++++ Extract

The petition contended that the district court, which on Friday dismissed Salman's appeal against his prison term, had not properly considered the arguments made on his behalf.
The district court also upheld the chief judicial magistrate's judgment of April 2006 sentencing the star to prison in the 1998 poaching case.
The revision petition said samples of blood, evidence gathered from a vehicle used by the star and blood stains were the main grounds for his conviction.
The recovered hair were not specifically identified as that of a chinkara and might even have been from a dog or a cat, it said.
The petition was filed in the registry of the high court's principal bench in Jodhpur and the date for its hearing is yet to be fixed.
Sources said it could be taken up on Monday only in exceptional circumstances or would be listed for Wednesday.
Saraswat said: "The court ignored our defence with regard to prosecution witnesses Harish Dulani and Ashok Patni. When the court itself declared Dulani a hostile witness, how could his evidence be used against Salman?"
The revision petition, however, contended that the decision of the magistrate's court was liable to be quashed as it contained "many errors, contradictions and irregularities."
It also questioned Salman's conviction in a case in which all the other accused were acquitted.
The petition claimed it was "beyond any common sense" that a person from Maharashtra could hunt protected animals in Rajasthan on his own.

++++++++
++++ Entries supplied

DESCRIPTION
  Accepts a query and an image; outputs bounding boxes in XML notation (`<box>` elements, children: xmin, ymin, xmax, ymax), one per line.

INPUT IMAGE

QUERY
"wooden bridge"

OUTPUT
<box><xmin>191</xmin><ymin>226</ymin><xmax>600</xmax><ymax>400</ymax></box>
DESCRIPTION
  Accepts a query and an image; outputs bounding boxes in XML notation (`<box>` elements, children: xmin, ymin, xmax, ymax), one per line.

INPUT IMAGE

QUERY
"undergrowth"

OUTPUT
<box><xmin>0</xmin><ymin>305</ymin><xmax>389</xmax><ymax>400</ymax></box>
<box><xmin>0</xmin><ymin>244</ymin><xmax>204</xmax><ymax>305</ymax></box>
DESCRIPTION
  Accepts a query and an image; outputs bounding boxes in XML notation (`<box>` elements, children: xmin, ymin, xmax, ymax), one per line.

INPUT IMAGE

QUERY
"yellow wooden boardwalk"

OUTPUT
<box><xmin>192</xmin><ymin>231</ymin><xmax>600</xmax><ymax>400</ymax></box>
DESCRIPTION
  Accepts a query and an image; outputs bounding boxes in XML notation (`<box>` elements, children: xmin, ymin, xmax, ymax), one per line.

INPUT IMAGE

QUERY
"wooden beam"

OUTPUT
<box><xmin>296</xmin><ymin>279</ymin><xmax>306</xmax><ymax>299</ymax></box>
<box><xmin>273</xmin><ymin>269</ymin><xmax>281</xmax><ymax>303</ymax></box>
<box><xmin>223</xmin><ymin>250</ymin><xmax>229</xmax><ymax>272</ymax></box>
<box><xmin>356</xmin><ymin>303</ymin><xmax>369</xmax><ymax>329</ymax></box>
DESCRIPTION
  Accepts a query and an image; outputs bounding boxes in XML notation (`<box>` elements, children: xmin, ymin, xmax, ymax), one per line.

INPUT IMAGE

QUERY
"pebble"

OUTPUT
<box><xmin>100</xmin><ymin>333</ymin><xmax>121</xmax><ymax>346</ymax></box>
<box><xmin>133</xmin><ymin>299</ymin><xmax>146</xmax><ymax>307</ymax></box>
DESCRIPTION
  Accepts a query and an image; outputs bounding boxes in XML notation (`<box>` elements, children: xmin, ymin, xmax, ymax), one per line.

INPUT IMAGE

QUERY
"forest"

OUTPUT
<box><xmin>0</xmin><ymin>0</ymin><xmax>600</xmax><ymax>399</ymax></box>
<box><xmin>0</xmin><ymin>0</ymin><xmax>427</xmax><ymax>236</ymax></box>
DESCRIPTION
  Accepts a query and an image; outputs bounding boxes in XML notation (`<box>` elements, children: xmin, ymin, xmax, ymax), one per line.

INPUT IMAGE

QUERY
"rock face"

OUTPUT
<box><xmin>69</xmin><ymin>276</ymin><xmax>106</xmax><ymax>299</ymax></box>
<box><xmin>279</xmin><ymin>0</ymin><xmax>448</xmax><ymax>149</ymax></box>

++++++++
++++ Entries supplied

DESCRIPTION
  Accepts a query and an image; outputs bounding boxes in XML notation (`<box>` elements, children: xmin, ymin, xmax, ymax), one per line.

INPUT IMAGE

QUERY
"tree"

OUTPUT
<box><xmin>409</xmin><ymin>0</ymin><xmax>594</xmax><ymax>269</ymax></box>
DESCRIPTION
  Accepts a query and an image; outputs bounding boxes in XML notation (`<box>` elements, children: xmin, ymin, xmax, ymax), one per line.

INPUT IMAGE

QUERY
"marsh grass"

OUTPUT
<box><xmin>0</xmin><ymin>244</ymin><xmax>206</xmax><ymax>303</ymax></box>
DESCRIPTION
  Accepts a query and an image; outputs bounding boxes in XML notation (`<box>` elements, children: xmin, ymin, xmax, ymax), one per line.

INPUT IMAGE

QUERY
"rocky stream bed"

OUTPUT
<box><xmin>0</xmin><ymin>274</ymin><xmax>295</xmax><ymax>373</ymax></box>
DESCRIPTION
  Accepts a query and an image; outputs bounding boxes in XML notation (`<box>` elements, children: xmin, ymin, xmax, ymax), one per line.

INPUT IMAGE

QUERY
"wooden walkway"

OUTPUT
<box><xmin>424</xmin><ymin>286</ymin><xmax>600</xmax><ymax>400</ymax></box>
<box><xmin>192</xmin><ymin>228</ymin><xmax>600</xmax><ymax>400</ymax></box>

++++++++
++++ Entries supplied

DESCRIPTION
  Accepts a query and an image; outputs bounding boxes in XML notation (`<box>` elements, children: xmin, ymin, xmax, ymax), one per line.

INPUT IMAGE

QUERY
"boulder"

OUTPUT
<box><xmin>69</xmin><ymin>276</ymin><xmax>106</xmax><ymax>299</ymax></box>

++++++++

- [What is asked]:
- 1) Answer these questions from the petition article:
(a) In whose registry was the revision petition filed?
(b) When did the chief judicial magistrate give the judgment sentencing the star?
(c) Which two prosecution witnesses does Saraswat name?
- 2) Please return the passage of the petition article starting at "Sources said it" and ending at "accused were acquitted.", copied word for word.
- 3) According to the petition article, why does Saraswat argue that Dulani's evidence could not be used against Salman? Answer in one to three sentences.
The material comes from a source unrelated to the petition article.

- [Answers to the problems]:
- 1)
(a) The registry of the high court's principal bench in Jodhpur.
(b) April 2006.
(c) Harish Dulani and Ashok Patni.

- 2)
Sources said it could be taken up on Monday only in exceptional circumstances or would be listed for Wednesday.
Saraswat said: "The court ignored our defence with regard to prosecution witnesses Harish Dulani and Ashok Patni. When the court itself declared Dulani a hostile witness, how could his evidence be used against Salman?"
The revision petition, however, contended that the decision of the magistrate's court was liable to be quashed as it contained "many errors, contradictions and irregularities."
It also questioned Salman's conviction in a case in which all the other accused were acquitted.

- 3) Saraswat argues that the court itself had declared Dulani a hostile witness. For that reason, he says, Dulani's evidence should not have been used against Salman.